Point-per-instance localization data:
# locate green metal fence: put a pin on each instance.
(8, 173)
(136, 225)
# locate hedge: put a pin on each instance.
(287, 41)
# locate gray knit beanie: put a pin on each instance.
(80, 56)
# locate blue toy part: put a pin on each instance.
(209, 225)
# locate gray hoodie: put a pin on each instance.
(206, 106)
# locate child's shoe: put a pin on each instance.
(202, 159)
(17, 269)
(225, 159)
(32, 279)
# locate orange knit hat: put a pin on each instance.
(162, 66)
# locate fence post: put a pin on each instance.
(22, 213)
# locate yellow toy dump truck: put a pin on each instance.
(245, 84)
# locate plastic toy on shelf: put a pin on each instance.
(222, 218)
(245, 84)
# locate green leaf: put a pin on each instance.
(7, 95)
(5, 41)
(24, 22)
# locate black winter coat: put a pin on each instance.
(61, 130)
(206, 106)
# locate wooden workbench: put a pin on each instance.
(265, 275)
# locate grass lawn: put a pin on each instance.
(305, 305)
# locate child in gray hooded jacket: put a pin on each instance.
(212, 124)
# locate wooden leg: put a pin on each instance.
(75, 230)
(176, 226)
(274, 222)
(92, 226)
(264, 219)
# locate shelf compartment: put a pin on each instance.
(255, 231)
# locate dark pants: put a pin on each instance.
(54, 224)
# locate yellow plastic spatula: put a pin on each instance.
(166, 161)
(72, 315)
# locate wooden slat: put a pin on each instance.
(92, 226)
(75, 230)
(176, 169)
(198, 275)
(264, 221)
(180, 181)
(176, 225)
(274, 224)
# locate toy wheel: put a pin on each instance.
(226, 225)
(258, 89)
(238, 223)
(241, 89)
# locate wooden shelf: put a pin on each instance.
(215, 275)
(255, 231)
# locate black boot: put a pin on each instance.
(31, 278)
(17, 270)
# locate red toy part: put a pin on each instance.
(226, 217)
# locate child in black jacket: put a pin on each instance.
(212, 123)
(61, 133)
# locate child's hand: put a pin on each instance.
--
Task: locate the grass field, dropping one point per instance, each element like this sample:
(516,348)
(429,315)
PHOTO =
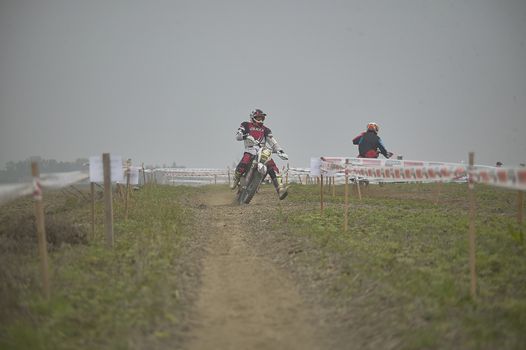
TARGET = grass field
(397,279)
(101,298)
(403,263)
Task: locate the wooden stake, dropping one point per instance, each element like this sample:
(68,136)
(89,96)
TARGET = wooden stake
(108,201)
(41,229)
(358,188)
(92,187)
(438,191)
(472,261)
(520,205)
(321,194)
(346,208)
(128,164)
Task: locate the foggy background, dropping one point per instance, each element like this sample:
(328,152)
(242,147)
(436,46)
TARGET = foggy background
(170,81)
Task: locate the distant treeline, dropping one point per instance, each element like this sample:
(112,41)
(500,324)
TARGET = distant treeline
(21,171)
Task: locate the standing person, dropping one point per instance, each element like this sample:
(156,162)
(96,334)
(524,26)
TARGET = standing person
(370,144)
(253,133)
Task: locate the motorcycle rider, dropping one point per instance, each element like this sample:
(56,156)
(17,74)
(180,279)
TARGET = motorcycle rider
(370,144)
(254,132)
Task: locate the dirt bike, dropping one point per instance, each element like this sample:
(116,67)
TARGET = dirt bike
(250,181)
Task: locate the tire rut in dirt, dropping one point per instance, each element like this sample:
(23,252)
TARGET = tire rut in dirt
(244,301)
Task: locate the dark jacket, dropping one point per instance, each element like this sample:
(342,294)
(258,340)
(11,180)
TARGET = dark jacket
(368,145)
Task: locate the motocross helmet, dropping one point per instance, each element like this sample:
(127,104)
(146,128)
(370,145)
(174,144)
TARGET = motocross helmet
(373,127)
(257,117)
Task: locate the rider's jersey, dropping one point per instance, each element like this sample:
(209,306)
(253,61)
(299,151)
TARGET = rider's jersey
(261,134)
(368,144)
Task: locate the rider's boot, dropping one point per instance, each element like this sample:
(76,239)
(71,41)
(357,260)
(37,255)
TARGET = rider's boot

_Problem to work on:_
What lines above contain "dropping"? Copy them out.

_Task solution:_
Task: locate the grass field, dropping one point per instance, each element like this sample:
Task: locate the wooden stake, dropping one point per instance, each element like this sample:
Task: locate the foggy background, dropping one point per instance, each element like this sample:
Task: locate the distant treeline, dropping one point per instance, each element like this sample:
Task: locate the standing person, dropping one point per instance, each element like this sample:
Task: locate the motorcycle rider, dropping one point per instance, each element like this sample:
Task: locate the dirt bike, dropping one point per instance, each element like this sample:
Task: locate the tire rut in dirt, dropping one point per instance, each element like this sample:
Task: locate the dark jacket, dropping one point per instance, each element like this sample:
Task: locate the motocross helmet, dropping one point per instance, each element like this sample:
Task: locate the rider's jersey, dropping one point per instance, each element like this sample:
Task: locate the rider's boot, dropping one point per instance, each element like this sample:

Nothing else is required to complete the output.